Instruction 1 — Find every line in the rows below that contains the word "shower" and copy each one out.

### Document excerpt ###

The config file is as per below

allow-other: true

# Logger configuration
logging:
  type: syslog #|silent|base <type of logger to be used by the system. silent = no logger, base = file based logger. Default - syslog>
  level: log_warning # log_off|log_crit|log_err|log_warning|log_info|log_trace|log_debug <log level. Default - log_warning> <log_debug will also enable sdk-trace logs>

# Pipeline configuration. Choose components to be engaged. The order below is the priority order that needs to be followed.
components:
  - libfuse
  - block_cache
  - attr_cache
  - azstorage

# Block cache related configuration
block_cache:
  mem-size-mb: 5120
  path: /blobstorage/cache/archive2 # <path to local disk cache where downloaded blocked will be stored>

# Azure storage configuration
azstorage:
  type: adls
  account-name: ${account_name}
  container: ${container}
  endpoint: https://${account_name}.blob.core.windows.net
  mode: msi
  appid: ${msi_client_id}

Server build/app

The server runs a third party Digital Asset Management system that writes to a shared file location, this has been mounted via Blobfuse2. Assets/images are being archived from a live production system (that isn't cloud based) to the archive server in Azure.

### Record excerpts ###

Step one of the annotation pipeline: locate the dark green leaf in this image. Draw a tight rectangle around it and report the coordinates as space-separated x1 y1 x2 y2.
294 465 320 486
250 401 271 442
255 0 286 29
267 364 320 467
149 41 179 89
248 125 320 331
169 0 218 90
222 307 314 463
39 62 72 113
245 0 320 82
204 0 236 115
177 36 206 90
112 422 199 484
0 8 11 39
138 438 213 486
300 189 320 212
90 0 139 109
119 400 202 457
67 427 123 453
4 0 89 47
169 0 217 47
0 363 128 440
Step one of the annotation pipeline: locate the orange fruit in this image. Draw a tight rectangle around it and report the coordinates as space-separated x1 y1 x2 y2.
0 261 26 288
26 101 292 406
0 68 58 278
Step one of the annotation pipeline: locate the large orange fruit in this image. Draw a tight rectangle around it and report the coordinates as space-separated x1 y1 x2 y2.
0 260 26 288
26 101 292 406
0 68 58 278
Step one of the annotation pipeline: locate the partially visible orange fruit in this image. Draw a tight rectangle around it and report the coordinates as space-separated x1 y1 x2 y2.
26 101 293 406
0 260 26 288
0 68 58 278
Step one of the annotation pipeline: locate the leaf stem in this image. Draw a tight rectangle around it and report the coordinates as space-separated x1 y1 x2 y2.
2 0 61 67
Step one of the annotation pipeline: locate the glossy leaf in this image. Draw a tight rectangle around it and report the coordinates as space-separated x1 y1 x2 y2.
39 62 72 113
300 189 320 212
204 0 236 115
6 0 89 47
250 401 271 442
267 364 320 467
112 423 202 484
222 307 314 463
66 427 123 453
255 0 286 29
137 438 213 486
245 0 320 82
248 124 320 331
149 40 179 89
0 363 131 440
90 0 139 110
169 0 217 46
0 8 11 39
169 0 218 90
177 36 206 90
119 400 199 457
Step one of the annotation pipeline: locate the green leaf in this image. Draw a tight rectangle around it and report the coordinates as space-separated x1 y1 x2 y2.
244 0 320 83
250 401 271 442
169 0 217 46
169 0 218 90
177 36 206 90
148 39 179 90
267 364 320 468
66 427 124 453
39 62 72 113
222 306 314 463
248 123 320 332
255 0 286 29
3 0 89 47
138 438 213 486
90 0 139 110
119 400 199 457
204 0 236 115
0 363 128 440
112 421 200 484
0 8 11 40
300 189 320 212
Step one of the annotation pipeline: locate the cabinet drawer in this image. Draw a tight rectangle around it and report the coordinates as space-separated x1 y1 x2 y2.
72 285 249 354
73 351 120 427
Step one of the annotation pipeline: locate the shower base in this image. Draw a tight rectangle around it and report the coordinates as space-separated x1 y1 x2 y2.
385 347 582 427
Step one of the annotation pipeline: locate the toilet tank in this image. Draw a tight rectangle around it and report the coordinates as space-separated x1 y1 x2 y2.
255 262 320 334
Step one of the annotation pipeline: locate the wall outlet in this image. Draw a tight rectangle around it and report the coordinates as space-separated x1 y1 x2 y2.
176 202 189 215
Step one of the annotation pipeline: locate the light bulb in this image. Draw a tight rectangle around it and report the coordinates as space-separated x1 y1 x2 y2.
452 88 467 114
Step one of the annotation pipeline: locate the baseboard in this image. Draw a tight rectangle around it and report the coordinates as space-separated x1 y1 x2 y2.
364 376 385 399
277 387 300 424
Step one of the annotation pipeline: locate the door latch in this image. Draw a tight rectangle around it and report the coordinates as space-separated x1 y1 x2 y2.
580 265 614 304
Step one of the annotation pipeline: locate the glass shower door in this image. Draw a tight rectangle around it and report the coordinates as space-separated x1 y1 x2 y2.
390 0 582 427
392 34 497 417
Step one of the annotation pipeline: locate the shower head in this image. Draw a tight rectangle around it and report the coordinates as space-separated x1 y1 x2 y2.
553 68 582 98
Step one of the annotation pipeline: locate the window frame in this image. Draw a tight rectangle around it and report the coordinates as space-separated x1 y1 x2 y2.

###

Instruction 2 — Retype the Blobfuse2 setup text above word for word, from "allow-other: true" to "to be followed.".

Written response 1 —
Step one of the annotation pipeline: locate the shower base in this image. Draw a tight rectangle around it and report the coordinates as space-separated x1 y1 x2 y2.
Step one of the annotation pipeline: locate the glass shower door in this image. Draw a tight rectangle around it and report the coordinates as space-separated x1 y1 x2 y2.
Step one of the annotation pipeline: locate the shower head in this image. Draw a tight rectangle around it and report the coordinates as space-separated x1 y1 x2 y2.

Written response 2 —
allow-other: true

# Logger configuration
logging:
  type: syslog #|silent|base <type of logger to be used by the system. silent = no logger, base = file based logger. Default - syslog>
  level: log_warning # log_off|log_crit|log_err|log_warning|log_info|log_trace|log_debug <log level. Default - log_warning> <log_debug will also enable sdk-trace logs>

# Pipeline configuration. Choose components to be engaged. The order below is the priority order that needs to be followed.